# THE RECORDS
• • • • • • •
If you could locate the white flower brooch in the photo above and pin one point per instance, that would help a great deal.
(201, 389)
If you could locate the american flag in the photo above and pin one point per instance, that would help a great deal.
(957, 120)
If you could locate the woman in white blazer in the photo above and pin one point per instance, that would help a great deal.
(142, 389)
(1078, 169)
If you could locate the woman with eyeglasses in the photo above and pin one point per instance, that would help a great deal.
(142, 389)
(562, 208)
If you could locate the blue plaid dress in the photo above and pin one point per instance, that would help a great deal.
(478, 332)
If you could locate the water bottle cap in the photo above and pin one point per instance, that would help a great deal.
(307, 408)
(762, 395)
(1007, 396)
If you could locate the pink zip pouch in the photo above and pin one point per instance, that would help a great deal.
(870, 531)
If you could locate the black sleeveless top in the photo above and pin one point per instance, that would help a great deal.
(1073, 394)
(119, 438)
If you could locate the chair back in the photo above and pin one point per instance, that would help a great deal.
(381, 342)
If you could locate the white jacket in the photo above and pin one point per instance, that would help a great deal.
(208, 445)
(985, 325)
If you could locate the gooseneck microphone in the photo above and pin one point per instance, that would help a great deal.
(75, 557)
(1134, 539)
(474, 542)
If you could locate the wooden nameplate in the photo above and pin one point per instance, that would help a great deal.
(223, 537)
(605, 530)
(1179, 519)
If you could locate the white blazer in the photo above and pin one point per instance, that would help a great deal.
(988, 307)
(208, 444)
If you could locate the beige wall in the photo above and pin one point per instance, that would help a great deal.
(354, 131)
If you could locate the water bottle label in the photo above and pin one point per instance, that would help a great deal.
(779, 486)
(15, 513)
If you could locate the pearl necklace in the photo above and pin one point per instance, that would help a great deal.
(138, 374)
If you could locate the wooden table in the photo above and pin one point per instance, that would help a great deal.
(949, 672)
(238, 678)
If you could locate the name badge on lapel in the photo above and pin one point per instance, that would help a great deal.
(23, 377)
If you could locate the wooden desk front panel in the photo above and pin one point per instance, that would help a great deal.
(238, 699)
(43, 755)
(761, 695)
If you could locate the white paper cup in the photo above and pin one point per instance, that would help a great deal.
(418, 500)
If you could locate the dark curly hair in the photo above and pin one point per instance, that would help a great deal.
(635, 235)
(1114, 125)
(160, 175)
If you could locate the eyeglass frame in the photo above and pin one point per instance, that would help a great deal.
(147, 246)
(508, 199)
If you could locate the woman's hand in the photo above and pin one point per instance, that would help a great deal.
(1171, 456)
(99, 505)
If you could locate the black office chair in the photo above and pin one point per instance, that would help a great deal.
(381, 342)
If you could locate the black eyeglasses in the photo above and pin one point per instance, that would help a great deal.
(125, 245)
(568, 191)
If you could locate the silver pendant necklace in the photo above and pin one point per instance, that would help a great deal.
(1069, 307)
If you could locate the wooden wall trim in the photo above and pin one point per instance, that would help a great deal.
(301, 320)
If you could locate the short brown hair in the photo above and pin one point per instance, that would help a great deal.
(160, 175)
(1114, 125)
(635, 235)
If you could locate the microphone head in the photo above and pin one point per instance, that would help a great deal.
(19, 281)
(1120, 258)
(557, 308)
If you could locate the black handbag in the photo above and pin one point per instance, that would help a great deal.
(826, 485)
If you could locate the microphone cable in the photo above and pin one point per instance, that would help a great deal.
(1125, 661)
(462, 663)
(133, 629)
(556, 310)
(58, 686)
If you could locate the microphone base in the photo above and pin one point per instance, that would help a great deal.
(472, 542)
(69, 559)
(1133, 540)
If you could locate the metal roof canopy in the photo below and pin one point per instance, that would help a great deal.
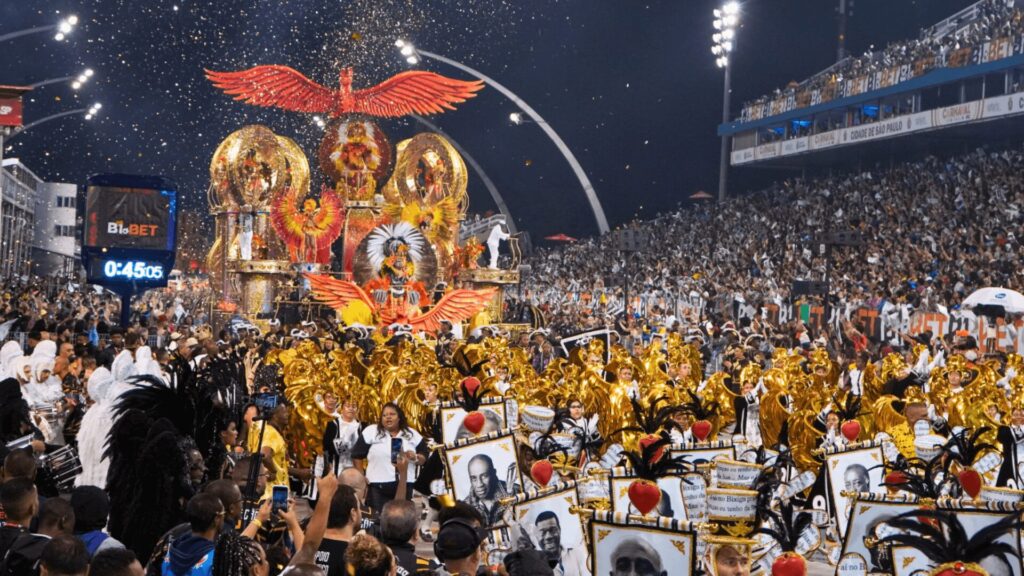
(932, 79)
• • • • • • •
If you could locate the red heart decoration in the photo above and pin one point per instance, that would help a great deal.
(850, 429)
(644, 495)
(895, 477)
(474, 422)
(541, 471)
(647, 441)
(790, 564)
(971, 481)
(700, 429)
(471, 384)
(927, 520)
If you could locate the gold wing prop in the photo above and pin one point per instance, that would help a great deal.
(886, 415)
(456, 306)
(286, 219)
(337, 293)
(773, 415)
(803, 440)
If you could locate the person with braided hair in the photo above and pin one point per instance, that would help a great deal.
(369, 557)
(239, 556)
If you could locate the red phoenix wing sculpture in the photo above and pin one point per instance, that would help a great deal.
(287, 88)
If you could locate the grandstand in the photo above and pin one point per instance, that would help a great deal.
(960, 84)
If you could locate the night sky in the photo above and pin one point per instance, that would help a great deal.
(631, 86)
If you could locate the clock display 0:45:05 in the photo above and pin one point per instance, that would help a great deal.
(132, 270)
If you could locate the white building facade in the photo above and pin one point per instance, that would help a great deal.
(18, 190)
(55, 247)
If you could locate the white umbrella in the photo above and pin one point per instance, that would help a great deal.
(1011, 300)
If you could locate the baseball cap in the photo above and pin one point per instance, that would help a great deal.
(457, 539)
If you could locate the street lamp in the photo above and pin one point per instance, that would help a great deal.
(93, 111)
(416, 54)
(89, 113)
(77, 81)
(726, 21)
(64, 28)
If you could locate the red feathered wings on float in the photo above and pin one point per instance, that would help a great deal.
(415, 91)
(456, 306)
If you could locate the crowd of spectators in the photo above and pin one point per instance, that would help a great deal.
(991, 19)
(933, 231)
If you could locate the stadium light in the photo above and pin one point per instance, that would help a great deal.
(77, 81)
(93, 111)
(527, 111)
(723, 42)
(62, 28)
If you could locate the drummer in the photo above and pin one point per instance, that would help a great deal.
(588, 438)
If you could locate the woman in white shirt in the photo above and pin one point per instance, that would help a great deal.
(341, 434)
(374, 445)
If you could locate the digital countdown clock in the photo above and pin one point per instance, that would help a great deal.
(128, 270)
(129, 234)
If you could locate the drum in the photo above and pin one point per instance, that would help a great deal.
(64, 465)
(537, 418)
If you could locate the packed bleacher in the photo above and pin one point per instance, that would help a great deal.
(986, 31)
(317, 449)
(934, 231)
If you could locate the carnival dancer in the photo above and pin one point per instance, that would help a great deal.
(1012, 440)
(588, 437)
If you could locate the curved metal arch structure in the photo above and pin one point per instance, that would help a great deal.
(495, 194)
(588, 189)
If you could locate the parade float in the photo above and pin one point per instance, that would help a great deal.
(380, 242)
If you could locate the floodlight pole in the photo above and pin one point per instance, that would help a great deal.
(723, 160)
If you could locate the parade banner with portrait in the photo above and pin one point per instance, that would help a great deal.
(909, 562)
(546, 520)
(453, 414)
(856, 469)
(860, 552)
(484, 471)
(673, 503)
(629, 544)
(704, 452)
• • • • • • •
# EXERCISE BRIEF
Count the lines in the items above that contain the word "clock", matching case exactly, and reply with only that number.

# SOLVED EXERCISE
2